• [Text-to-region grounding data]
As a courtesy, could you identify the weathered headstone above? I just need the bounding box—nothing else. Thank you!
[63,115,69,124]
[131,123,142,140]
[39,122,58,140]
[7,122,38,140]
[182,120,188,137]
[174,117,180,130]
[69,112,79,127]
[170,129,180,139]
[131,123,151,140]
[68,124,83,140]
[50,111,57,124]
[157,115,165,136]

• [Try it] Your output should match the records above word for word.

• [Output for this task]
As a courtesy, could you identify the weathered headstone above? I just need the bounding box—nothing else. Thank you!
[63,115,69,124]
[131,123,142,140]
[39,122,58,140]
[7,122,38,140]
[182,120,188,137]
[174,117,180,130]
[69,112,79,127]
[170,129,180,139]
[131,123,151,140]
[68,124,83,140]
[50,111,57,124]
[157,115,165,136]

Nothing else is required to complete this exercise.